** begin Input material **

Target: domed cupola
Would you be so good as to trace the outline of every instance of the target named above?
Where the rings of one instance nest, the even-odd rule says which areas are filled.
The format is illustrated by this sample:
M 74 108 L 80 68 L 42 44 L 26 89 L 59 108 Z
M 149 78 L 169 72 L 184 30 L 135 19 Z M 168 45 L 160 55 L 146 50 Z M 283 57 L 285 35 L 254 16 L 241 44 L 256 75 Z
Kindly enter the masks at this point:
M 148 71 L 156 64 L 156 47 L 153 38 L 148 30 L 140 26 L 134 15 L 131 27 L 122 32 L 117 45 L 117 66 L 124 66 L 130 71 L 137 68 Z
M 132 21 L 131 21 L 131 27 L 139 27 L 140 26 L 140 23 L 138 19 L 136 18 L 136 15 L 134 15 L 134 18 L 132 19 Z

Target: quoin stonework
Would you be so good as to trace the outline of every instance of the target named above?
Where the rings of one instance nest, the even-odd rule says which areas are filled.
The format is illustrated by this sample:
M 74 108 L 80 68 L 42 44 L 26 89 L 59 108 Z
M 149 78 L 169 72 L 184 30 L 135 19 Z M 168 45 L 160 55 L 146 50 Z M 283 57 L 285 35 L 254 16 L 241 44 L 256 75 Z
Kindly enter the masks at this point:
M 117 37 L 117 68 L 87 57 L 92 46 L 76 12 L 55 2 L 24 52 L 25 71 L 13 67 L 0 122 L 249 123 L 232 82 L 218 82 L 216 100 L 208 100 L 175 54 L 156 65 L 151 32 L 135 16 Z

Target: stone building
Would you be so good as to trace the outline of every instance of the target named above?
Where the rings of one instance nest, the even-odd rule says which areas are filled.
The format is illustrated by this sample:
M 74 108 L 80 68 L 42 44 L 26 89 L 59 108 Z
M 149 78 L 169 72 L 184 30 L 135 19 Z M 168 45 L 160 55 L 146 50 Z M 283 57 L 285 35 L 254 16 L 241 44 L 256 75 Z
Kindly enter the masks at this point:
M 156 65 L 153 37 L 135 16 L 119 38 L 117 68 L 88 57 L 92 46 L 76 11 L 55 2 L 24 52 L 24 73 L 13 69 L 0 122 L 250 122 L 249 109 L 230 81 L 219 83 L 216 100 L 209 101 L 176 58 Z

** end Input material **

### [Work to be completed]
Print the lines of all the entries above, reproducing every one of them without any change.

### [Response below]
Target: domed cupola
Would you be so good as to trace the outline of every instance of the target named above?
Where the rings of one instance nest, the even-odd rule says which areas are filled.
The format is illustrated by this sample:
M 74 108 L 80 68 L 42 44 L 26 89 L 59 108 Z
M 149 78 L 169 72 L 184 30 L 135 19 Z M 168 45 L 160 55 L 146 50 Z M 283 57 L 285 35 L 254 16 L 241 44 L 256 75 Z
Kindly enter the masks at this point:
M 148 71 L 156 64 L 156 47 L 153 38 L 148 30 L 140 26 L 134 15 L 131 27 L 122 32 L 117 45 L 117 66 L 124 66 L 130 71 L 137 68 Z
M 132 21 L 131 21 L 131 27 L 139 27 L 140 26 L 140 23 L 138 19 L 136 18 L 136 15 L 134 15 L 134 18 L 132 19 Z

Target: quoin stonework
Would you be so good as to trace the outline of every instance of the target named above?
Where the rings of one instance nest, the even-odd rule says which areas are filled.
The format is illustrated by this sample:
M 74 108 L 80 68 L 42 44 L 26 89 L 59 108 Z
M 149 78 L 169 72 L 184 30 L 135 19 Z M 168 45 L 160 55 L 146 50 Z M 283 57 L 285 35 L 254 16 L 241 44 L 256 75 Z
Kindly enter the masks at this point:
M 117 37 L 117 68 L 87 57 L 92 46 L 76 12 L 55 2 L 24 52 L 25 71 L 13 67 L 0 122 L 249 123 L 232 82 L 218 82 L 216 100 L 208 100 L 175 54 L 156 65 L 151 32 L 135 16 Z

Target: stone building
Would you be so good as to trace the outline of every instance of the target named above?
Where the rings of one instance nest, the even-odd rule says which areas are filled.
The format is illustrated by this sample:
M 74 108 L 80 68 L 42 44 L 26 89 L 59 108 Z
M 149 78 L 169 72 L 184 30 L 135 19 Z M 168 45 L 160 55 L 146 50 Z M 283 57 L 285 35 L 254 16 L 241 44 L 256 75 Z
Kindly enter the masks at this point:
M 156 65 L 153 37 L 135 16 L 119 38 L 117 68 L 88 57 L 92 46 L 76 11 L 55 2 L 24 52 L 24 73 L 13 69 L 0 122 L 250 122 L 249 109 L 230 81 L 219 83 L 216 100 L 209 101 L 176 58 Z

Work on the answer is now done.